• **TEXT PASSAGE**
** Start **

For dreaming, I asked myself what were the most adventurous climbing areas we can have.

By adventurous I mean:
-remote and wild place
-hard to escape
-no gear in place
-long climbs
-far away routes...

For me in UK, although I don't know all this places:
-Gogarth cause sometimes you can't escape
-oaklands for same reasons but more remote
-ben nevis
-some extreme loose rock scrambles

In Europe:
-Ordesa, Naranjo de bulnes in spain but I know there is very remote places in spain
-Alps, pyrénées, some routes in the Verdon or in the calanques, and Bavella in France
-Dolomites, val di mello in Italia

What else?? Have you some ideas?

(in the wold it's too hard cause there is everywhere crags like Tepuy in Venezuela, Mont Asgard, Himmalaya, Antarctica...)
The Ivanator - on 29 Jan 2013
In reply to Archibald: The Cuttings. ;-)
Ramblin dave - on 29 Jan 2013
In reply to Archibald:
Surely loads of bits of Scotland - the Cuillin and central Cairngorms spring to mind are wilder and woollier than the Ben? It's got a hut halfway up and a nice path down with a pub at the bottom!

Also: Lliwedd, Dover.
The Pylon King on 29 Jan 2013
In reply to Archibald:


Foula
getandy - on 29 Jan 2013
In reply to Archibald: there are a few areas in el chorro that are only accessible by the Camino del Rey walkway. the walkway is in such a bad state you are meant to via ferrata all of it and the start has been removed to keep the public of it! looks quite scary, gotta be one of the worst approach routes i think i have every seen! (doesnt mean i wouldnt love to do it :P)
The Ex-Engineer - on 29 Jan 2013
In reply to Archibald: First, Gogarth certainly shouldn't be on that list, it is not remote in the slightest and the not even particularly serious. In fact the only places in the whole of mainland England and Wales that could conceivably make the list are some of the crags on the Lleyn peninsula.

You could potentially put Carnmore Crag on the list as the most remote major inland Scottish cliff, but to be honest the only really adventurous areas in the UK are on the biggest cliffs on the more distant Scottish islands and potentially on some of our sea stacks.

** End **

• **SUPPLIED INFORMATION**

** Start **

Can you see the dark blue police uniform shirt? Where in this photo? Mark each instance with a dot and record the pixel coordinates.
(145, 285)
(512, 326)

** End **

• **REQUEST A**
Answer these questions about the climbing forum thread, using only what it states:
(i) What reason does the opening post give for including Gogarth?
(ii) Which walkway gives access to some areas in El Chorro?
(iii) How does The Ex-Engineer describe Carnmore Crag?
• **REQUEST B**
Pick up the climbing forum thread at the point where it stops and continue writing it.

• **TASK OUTPUT A**
(i) Sometimes you can't escape.
(ii) The Camino del Rey walkway.
(iii) As the most remote major inland Scottish cliff.

• **TASK OUTPUT B**
Remote major crags:
- Sron Ulladale, Harris
- St Johns Head, Hoy
- Arch Wall, Pabby
- Dun Mingulay, Mingulay

Sea stacks:
Old Man of Hoy, Castle of Yesnaby, North Gaulton Castle, Am Buachaille etc.
Jon Stewart - on 29 Jan 2013
In reply to Mr Mark Stephen Davies:
> (In reply to Archibald)
>
>
> Foula

I've never been to CG, but I'm absolutely dying to go. Mercury Direct is one of my top routes to do, keep nearly getting there but conditions or wussy partners have meant it hasn't happened. I hear great things about the crag...am I being cruelly sandbagged into probably death?
GrahamD - on 29 Jan 2013
In reply to Jon Stewart:

> I hear great things about the crag...am I being cruelly sandbagged into probably death?

Not on Mercury Direct you aren't. We did the Mercury connection approach which is good fun in case you need a slightly longer outing.

pasbury on 29 Jan 2013
In reply to Archibald:

The Atlantic coast of Cornwall provides a few highly adventurous routes: i.e. tottering Fowleresque brushes with the grim reaper.

Bukator, Beeny Cliff, Willapark, Lye Rock and of course the big daddy Henna Cliff.
Jon Stewart - on 29 Jan 2013
In reply to GrahamD:

I'm not up to it at the moment, and I know it needs good conditions, but I view America as a top aspirational tick. I know it might be horrowing, but it's a route I would love to have done (that's my idea of a kudos route - not some hard Raven Tor redpoint!).
dale1968 - on 29 Jan 2013
In reply to Archibald: Vicarage cliff; over a mile to the tea rooms! whaaaaaaaat
Chris Harris - on 29 Jan 2013
In reply to getandy:
Psychologically midly trickyfor nervous types, but physically totally undemanding.

10 minutes from the road.

Hardly fits the bill to be honest.
Al Evans on 29 Jan 2013
In reply to The Ex-Engineer:
> (In reply to Archibald) First, Gogarth certainly shouldn't be on that list, it is not remote in the slightest and the not even particularly serious. In fact the only places in the whole of mainland England and Wales that could conceivably make the list are some of the crags on the Lleyn peninsula.
>
> You could potentially put Carnmore Crag on the list as the most remote major inland Scottish cliff, but to be honest the only really adventurous areas in the UK are on the biggest cliffs on the more distant Scottish islands and potentially on some of our sea stacks.
>
> Remote major crags:
> - Sron Ulladale, Harris
> - St Johns Head, Hoy
> - Arch Wall, Pabby
> - Dun Mingulay, Mingulay
>
> Sea stacks:
> Old Man of Hoy, Castle of Yesnaby, North Gaulton Castle, Am Buachaille etc.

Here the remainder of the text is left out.